> **WORK INSTRUCTIONS**
Only the stretch of the listing below that runs from the line with "of the blue" through the line with "Target: stadium seat" is to be printed, exactly and with both ends.

> **DATASET**
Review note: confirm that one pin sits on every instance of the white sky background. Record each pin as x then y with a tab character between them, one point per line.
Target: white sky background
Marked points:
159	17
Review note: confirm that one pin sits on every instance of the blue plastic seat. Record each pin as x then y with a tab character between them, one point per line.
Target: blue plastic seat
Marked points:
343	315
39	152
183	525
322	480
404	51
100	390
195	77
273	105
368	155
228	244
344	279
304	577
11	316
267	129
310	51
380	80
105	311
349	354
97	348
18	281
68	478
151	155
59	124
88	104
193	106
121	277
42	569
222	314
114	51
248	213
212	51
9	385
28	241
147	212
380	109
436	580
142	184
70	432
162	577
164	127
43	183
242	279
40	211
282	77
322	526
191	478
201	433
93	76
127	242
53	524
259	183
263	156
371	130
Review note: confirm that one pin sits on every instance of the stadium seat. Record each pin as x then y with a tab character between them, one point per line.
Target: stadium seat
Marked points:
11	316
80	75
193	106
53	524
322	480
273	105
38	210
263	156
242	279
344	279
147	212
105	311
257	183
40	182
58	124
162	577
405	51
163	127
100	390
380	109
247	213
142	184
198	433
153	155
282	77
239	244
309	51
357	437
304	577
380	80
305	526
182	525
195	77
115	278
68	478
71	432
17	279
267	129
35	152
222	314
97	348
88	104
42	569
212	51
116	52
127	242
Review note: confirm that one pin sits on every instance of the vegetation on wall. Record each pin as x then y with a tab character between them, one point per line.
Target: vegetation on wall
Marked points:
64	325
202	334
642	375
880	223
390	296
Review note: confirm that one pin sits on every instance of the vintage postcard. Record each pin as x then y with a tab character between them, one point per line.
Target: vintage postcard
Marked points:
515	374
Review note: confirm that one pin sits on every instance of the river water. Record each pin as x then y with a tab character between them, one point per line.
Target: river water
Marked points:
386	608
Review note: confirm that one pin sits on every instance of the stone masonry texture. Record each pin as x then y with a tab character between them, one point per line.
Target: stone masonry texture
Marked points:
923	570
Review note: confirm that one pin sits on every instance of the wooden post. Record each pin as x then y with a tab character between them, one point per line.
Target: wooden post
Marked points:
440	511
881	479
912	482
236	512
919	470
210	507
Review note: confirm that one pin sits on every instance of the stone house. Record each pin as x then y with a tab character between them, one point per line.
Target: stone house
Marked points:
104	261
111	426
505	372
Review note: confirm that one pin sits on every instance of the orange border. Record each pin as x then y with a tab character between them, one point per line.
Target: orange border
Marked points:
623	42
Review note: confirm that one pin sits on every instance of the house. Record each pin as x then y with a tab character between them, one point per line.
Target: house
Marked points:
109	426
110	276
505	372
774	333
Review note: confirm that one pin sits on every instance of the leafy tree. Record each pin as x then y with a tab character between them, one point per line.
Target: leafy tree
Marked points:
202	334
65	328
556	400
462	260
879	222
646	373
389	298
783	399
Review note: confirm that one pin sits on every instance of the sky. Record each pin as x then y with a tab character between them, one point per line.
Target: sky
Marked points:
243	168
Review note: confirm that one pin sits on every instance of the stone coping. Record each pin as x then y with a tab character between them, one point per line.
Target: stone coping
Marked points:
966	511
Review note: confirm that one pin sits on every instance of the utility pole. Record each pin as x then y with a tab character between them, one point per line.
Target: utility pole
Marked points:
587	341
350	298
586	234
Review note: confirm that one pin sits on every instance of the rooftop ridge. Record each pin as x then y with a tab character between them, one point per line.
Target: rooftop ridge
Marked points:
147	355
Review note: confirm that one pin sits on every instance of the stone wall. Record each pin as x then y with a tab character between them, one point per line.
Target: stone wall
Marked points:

> **EXERCISE ANSWER**
Review note: confirm that one pin sits on every instance of the blue plastic seat. Record each pin as x then y with a tab character between them, one point per line.
Target: blue plastic seat
Marked points:
343	315
39	152
183	525
322	480
404	51
100	390
195	77
273	105
368	155
228	244
344	279
304	577
11	316
267	129
310	51
380	80
105	311
349	354
97	348
18	281
68	478
151	155
59	124
88	104
193	106
121	277
42	569
222	314
114	51
248	213
212	51
9	385
28	241
147	212
380	109
436	580
142	184
70	432
162	577
164	127
43	183
242	279
40	211
282	77
322	526
191	478
201	433
93	76
127	242
53	524
259	183
263	156
371	130
Review note: confirm that one pin sits on every instance of the stadium seat. Record each pin as x then y with a tab character between them, one point per line.
Target: stadium seat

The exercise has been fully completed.